====== Source excerpt ======

The Society of Motor Manufacturers & Traders (SMMT) Chief Executive Mike Hawes has said that the government needs to make it clear that consumers buying new, lower emission diesel cars won’t face additional taxes or charges like those who drive older diesels. He goes on to say that this issue should be addressed in the next budget. He calls for fleet renewal as one of the best ways to help to combat the air quality issue that is currently spreading across the UK.
Other factors
Another reason for the reduction in car sales is rising inflation, which has hit many families hard over the past few months in particular. Falling wages (in relative terms) are also playing a part, as is the recent interest rate rise. It seems that people just don’t trust the economy enough to make a big purchase. The Brexit vote and subsequent chaos around the negotiations with the EU are clearly having a negative impact on the motor industry.
As people put off buying cars, there’s also the fact that many are finding that they don’t actually need to own a car. They are opting to use public transport, share with a friend or family member, or join a car share for their commute to and from work. Freedom from the expense of taxing, insuring, servicing and maintaining a vehicle can certainly make a big difference to family finances.
Production figures falling
This is a heavy blow to UK car manufacturers. In response to the lack of demand from customers, manufacturers have seen production figures fall over the last five months. With no end in sight for plummeting sales figures, this only looks like it will get worse, as manufacturers rely heavily on Britain’s single market and customs union memberships, which are both at risk during the Brexit negotiations.

====== Supplied material ======

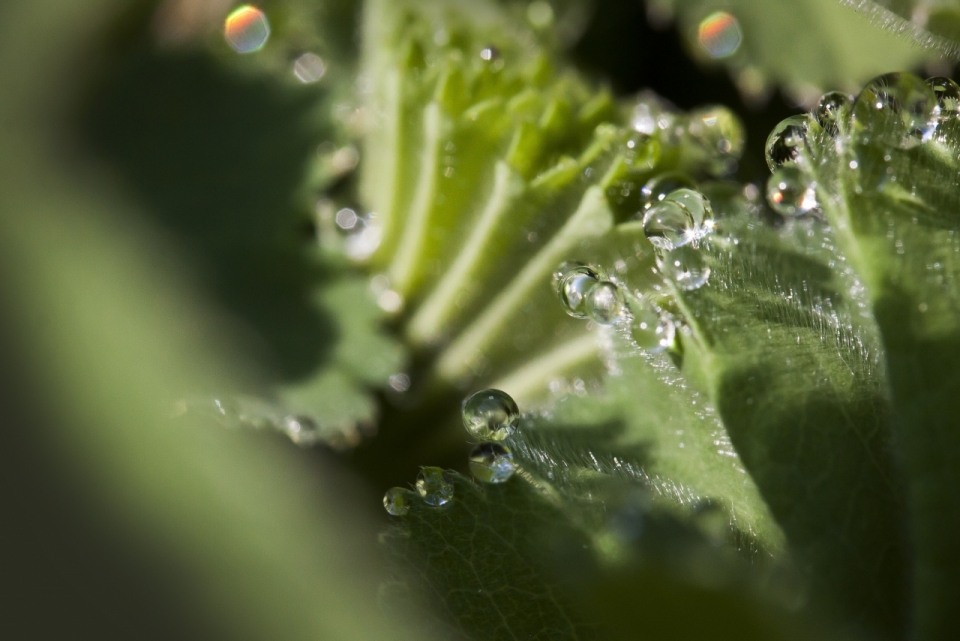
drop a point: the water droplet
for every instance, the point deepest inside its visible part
(685, 266)
(492, 463)
(302, 430)
(396, 501)
(309, 68)
(669, 225)
(948, 95)
(489, 54)
(605, 303)
(399, 383)
(696, 205)
(906, 96)
(658, 187)
(720, 35)
(363, 233)
(718, 132)
(786, 141)
(790, 193)
(491, 415)
(651, 114)
(652, 330)
(832, 109)
(246, 29)
(573, 283)
(433, 486)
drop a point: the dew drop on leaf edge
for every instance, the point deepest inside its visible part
(948, 95)
(490, 415)
(790, 193)
(605, 303)
(785, 143)
(433, 486)
(574, 282)
(831, 109)
(396, 501)
(684, 266)
(911, 102)
(492, 463)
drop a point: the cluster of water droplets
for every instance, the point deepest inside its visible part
(586, 293)
(898, 109)
(490, 415)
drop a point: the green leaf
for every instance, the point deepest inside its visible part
(887, 183)
(796, 373)
(803, 46)
(217, 536)
(508, 561)
(222, 158)
(934, 26)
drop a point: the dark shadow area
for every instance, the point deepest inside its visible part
(217, 158)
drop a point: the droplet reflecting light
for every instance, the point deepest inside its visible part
(309, 68)
(247, 29)
(720, 35)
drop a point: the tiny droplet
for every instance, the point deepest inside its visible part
(574, 281)
(720, 35)
(948, 96)
(904, 95)
(396, 501)
(433, 486)
(786, 142)
(309, 68)
(490, 415)
(685, 266)
(658, 187)
(605, 303)
(492, 463)
(650, 329)
(790, 193)
(669, 225)
(831, 110)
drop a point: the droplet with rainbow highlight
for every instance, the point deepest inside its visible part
(246, 29)
(719, 34)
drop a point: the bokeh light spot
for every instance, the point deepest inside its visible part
(247, 29)
(720, 35)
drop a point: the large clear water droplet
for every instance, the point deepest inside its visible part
(833, 107)
(574, 281)
(491, 415)
(605, 303)
(718, 132)
(685, 266)
(659, 187)
(669, 225)
(652, 330)
(948, 96)
(697, 206)
(396, 501)
(910, 100)
(790, 193)
(433, 486)
(492, 463)
(787, 141)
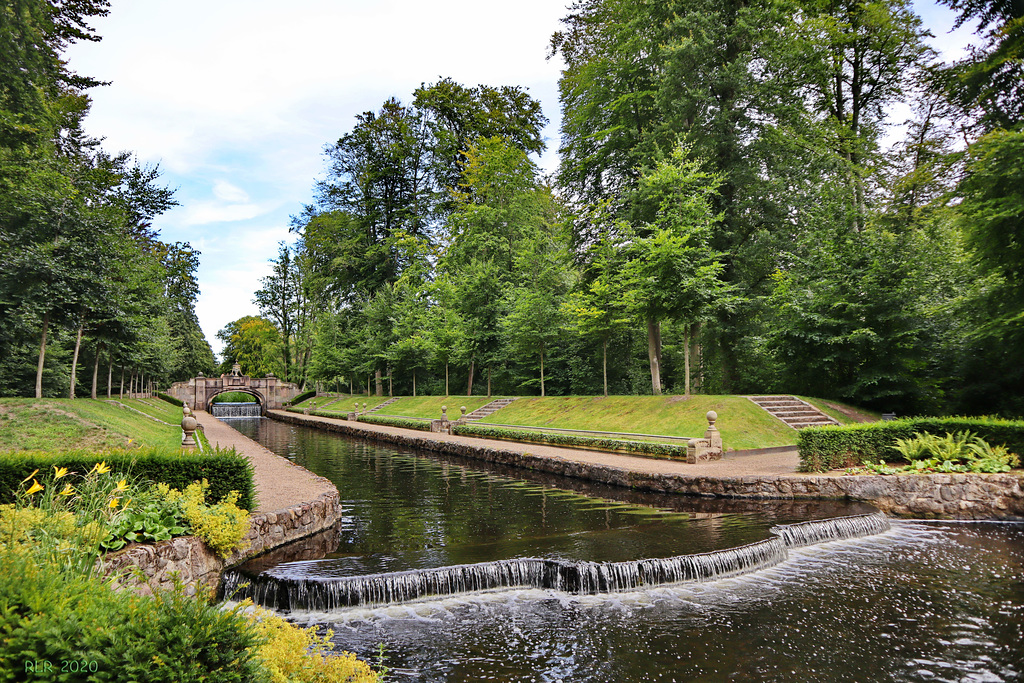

======

Required work:
a - In the car sales excerpt, what does Mike Hawes call for as one of the best ways to combat the air quality issue?
b - Please reproduce the entries from the line containing "drop a point: the tiny droplet" through the end of the entries, inclusive. Leave out the pictures.
The entries are unrelated to the car sales excerpt.

Results for each task:
a - Fleet renewal.

b -
drop a point: the tiny droplet
for every instance, the point deepest inside its visible part
(574, 281)
(720, 35)
(948, 96)
(904, 95)
(396, 501)
(433, 486)
(786, 142)
(309, 68)
(490, 415)
(685, 266)
(658, 187)
(605, 303)
(492, 463)
(650, 329)
(790, 193)
(669, 225)
(831, 110)
drop a point: the droplet with rainbow highlight
for every instance, the point deepest inside its visible part
(246, 29)
(719, 34)
drop a point: the bokeh light spot
for every instance, the point deepest inside its visible part
(247, 29)
(720, 35)
drop a point: the large clear water droplet
for every instance, the point deepest inside its visible part
(833, 107)
(574, 281)
(491, 415)
(605, 303)
(718, 132)
(685, 266)
(659, 187)
(669, 225)
(652, 330)
(948, 96)
(697, 206)
(396, 501)
(910, 100)
(790, 193)
(433, 486)
(492, 463)
(787, 141)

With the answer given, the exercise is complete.